## TASK INSTRUCTIONS
Please recast all of the material below as a numbered list with no blank lines, and leave the pictures out of your answer.
____ RECORDS SUPPLIED
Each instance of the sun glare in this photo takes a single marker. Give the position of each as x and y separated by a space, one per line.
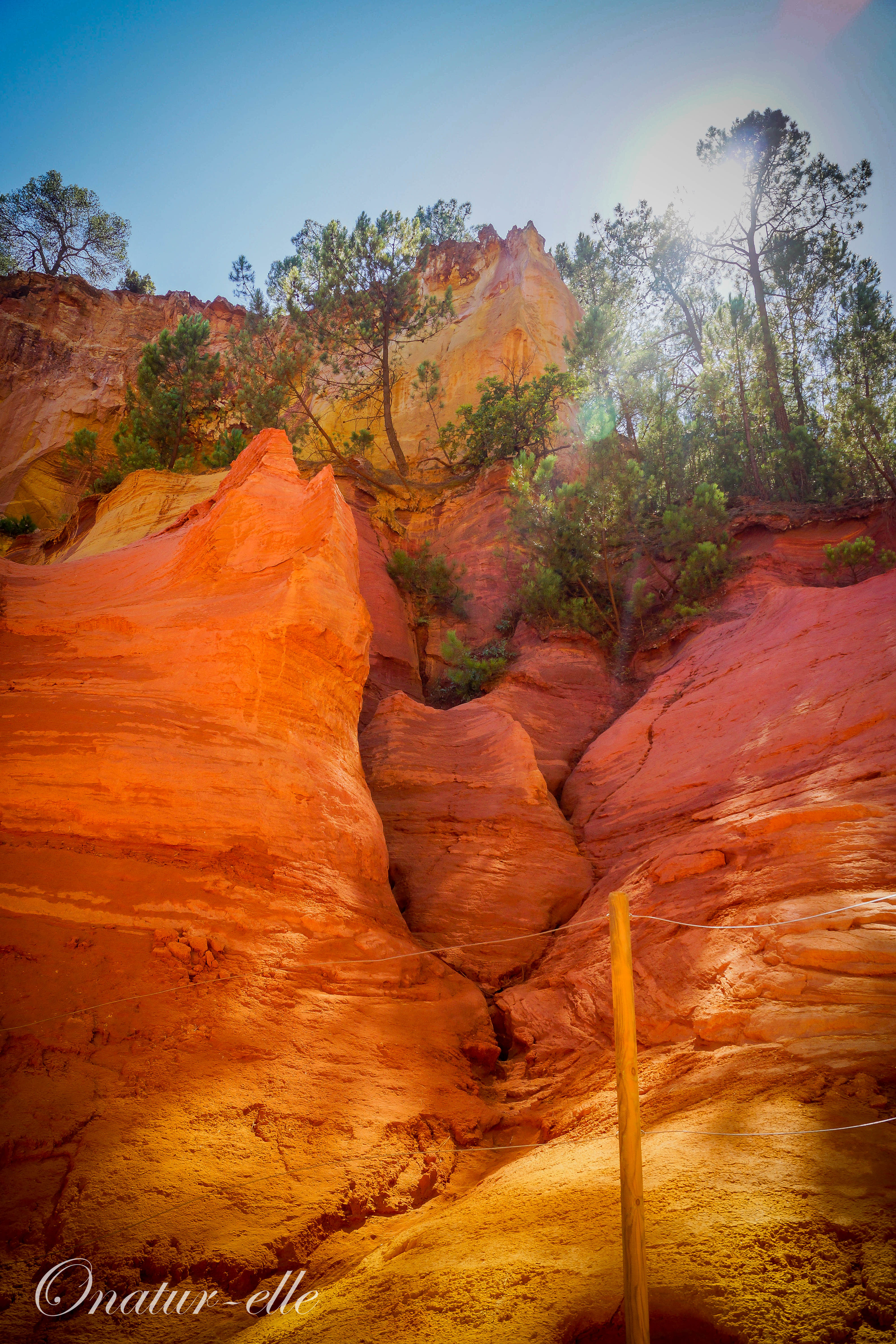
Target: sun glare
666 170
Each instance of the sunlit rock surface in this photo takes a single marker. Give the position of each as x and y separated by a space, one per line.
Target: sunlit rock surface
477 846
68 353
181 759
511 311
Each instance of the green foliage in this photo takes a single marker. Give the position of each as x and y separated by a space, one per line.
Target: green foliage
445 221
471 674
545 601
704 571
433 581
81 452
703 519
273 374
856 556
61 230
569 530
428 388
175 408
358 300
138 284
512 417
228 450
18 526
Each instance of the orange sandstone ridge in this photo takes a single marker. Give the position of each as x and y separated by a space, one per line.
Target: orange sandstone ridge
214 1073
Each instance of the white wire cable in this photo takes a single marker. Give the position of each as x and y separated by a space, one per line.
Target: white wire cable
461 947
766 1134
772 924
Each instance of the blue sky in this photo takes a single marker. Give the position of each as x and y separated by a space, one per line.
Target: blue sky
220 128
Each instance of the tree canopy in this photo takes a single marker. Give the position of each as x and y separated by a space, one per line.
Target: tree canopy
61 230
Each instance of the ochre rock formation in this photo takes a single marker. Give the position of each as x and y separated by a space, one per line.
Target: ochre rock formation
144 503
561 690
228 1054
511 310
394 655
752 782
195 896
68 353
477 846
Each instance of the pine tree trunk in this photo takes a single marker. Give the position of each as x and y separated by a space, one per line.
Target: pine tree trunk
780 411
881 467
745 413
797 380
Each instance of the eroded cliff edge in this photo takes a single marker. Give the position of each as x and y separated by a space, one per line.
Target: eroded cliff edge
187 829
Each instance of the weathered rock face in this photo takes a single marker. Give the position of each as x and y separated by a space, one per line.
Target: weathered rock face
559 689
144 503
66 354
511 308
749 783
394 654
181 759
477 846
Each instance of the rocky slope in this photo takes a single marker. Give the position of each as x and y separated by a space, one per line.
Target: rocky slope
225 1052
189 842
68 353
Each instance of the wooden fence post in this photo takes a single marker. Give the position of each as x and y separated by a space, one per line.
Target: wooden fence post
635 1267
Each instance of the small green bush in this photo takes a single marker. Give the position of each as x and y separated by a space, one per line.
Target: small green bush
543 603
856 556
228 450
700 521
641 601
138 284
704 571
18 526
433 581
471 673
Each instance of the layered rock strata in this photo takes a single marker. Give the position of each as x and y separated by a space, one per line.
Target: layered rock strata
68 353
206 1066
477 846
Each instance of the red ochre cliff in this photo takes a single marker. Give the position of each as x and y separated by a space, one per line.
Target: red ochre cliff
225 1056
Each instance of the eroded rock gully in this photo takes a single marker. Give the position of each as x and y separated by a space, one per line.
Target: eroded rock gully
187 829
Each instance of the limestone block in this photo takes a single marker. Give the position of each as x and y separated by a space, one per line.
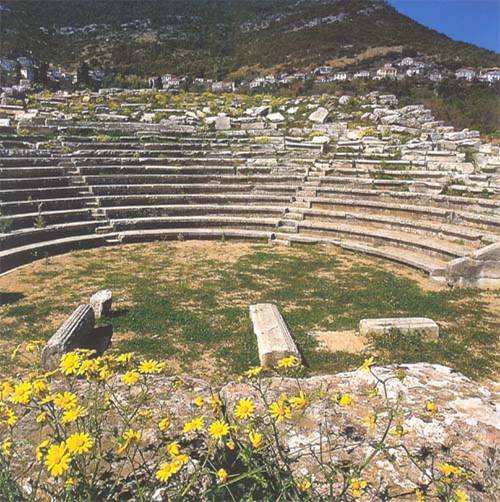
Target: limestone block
________
## EXERCISE ANSWER
1. Each instance of the sun glare in this photo takes a single marker. Give the position of each as x and y separated by a space, one per line.
2. Target: sun glare
3. 666 170
4. Each instance of the sunlit rock surface in this photo takes a single marker. Give the position of each as x and y separated by a space, one per line.
5. Target: sunlit rock surface
6. 477 846
7. 68 353
8. 181 759
9. 511 311
10. Each instance of the green foliage in this photo takes a single marker. Give the position of each as x and y separated by a space, one per line.
11. Target: green foliage
12. 445 221
13. 471 674
14. 545 601
15. 704 571
16. 433 581
17. 81 452
18. 703 519
19. 273 374
20. 856 556
21. 61 230
22. 569 530
23. 428 388
24. 175 408
25. 358 300
26. 138 284
27. 512 417
28. 228 450
29. 18 526
30. Each instance of the orange sandstone ridge in this photo takes a single marker. Give the position of each as x and y separated by a space, one per line.
31. Target: orange sandstone ridge
32. 214 1073
33. Each instance of the white wire cable in this photo takes a single marker. Give the position of each as x and y separated by a space, one per line.
34. Target: white wire cable
35. 461 947
36. 766 1134
37. 772 924
38. Each instance of the blue sky in this photo takes a single marker. Give the position of each as x and y separated by a space, one per line.
39. Target: blue sky
40. 220 128
41. Each instance of the tree canopy in this photo takes a single marker. Give the position of each as x and y separated by a space, one per line.
42. Target: tree canopy
43. 61 230
44. Each instance of the ochre rock formation in this photo takes a single marker. Give the position of each as x and y separated by a space, one per line.
45. Target: ochre rock formation
46. 144 503
47. 561 690
48. 228 1054
49. 511 310
50. 394 655
51. 752 782
52. 195 896
53. 68 353
54. 477 846
55. Each instance of the pine tree trunk in this photo takes a single marker. Give the position of each as x and y separated by a space, one per line.
56. Target: pine tree trunk
57. 780 411
58. 881 467
59. 745 413
60. 797 380
61. Each instance of the eroded cliff edge in this photo takes a single marker. Give the position of each as x and y separated by a space, one per line.
62. Target: eroded cliff edge
63. 187 829
64. Each instance of the weathered rock face in this photo takes a single marker. Give the position of each as x and y separated by a space, one per line.
65. Target: weathered rock face
66. 559 689
67. 144 503
68. 66 354
69. 511 308
70. 749 783
71. 394 654
72. 181 759
73. 477 846
74. Each instance of the rocky slope in this photo takes a single marker. Give the position of each as x and y separated by a space, one per line.
75. Target: rocky slope
76. 225 1052
77. 189 842
78. 68 353
79. Each instance of the wooden fence post in this photo takes a single marker. Give the position of each as x and y separated by a space, one per line.
80. Target: wooden fence post
81. 635 1267
82. Each instance of the small green bush in this photo takes a single marker. Give the position of each as x and y separated by a space, one per line.
83. Target: small green bush
84. 543 603
85. 856 556
86. 228 450
87. 700 521
88. 641 601
89. 138 284
90. 704 571
91. 18 526
92. 433 581
93. 471 673
94. Each instance of the layered rock strata in this photo takes a single marker. Give the position of each as x and y separated by a space, one per line.
95. Target: layered rock strata
96. 68 353
97. 206 1066
98. 477 846
99. Each instance of the red ochre cliff in this photo takes a single marker. Give the position of each as x and y separated by a space, one per line.
100. Target: red ochre cliff
101. 225 1056
102. Each instance of the eroded rock gully in this photo takes a single marker. Give the position of each as x and y separated by a space, one per line.
103. Target: eroded rock gully
104. 187 829
105. Each instance of the limestone block in this photo takes a single marker. Give the position of each as x and y separated by a space, one per line.
106. Target: limestone block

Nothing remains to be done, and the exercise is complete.